• **PROBLEM DETAILS**
Starting at the line that contains "Might you point out the dark" and continuing through the last line of the listing below, reproduce every line, requests included. Shift each answer coordinate by adding 149 to both of its numbers, and leave the numbers in the requests and their format samples unchanged.

• **GIVEN RECORDS**
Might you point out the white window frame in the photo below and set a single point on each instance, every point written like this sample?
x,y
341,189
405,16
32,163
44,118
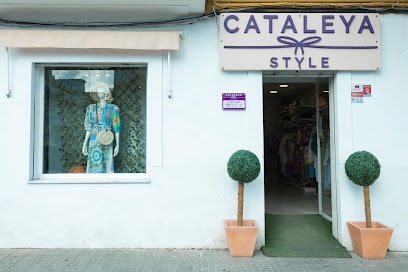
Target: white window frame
x,y
154,91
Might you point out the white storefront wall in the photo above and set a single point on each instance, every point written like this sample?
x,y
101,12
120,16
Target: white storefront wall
x,y
376,125
190,193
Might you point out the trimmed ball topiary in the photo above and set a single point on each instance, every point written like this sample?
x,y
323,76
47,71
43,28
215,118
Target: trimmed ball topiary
x,y
362,168
243,166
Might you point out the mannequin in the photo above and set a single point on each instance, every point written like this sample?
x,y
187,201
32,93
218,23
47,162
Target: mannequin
x,y
103,115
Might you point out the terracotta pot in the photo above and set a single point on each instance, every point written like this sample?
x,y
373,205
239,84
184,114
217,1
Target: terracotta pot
x,y
241,240
370,243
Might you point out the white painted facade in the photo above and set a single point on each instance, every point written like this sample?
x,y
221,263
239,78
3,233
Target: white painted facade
x,y
189,140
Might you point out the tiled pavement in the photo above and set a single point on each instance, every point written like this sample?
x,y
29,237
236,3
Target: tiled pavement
x,y
162,260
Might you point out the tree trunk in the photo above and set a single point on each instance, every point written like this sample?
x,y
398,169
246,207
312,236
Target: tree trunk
x,y
240,215
367,205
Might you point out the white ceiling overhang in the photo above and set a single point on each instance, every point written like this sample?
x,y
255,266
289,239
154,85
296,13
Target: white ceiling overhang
x,y
90,39
99,11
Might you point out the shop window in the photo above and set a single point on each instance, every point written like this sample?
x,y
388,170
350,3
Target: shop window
x,y
63,114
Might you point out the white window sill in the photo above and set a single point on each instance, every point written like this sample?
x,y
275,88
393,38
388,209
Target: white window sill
x,y
79,178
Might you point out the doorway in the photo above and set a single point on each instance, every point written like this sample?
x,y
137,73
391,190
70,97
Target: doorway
x,y
297,145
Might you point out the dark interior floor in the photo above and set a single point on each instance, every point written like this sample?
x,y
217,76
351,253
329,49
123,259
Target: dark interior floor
x,y
285,198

• **FULL ANSWER**
Might you point out the dark interior floor in the photo above and set a single point on each instance, every point written like this sample?
x,y
217,76
351,253
329,49
123,259
Target: dark interior floor
x,y
434,347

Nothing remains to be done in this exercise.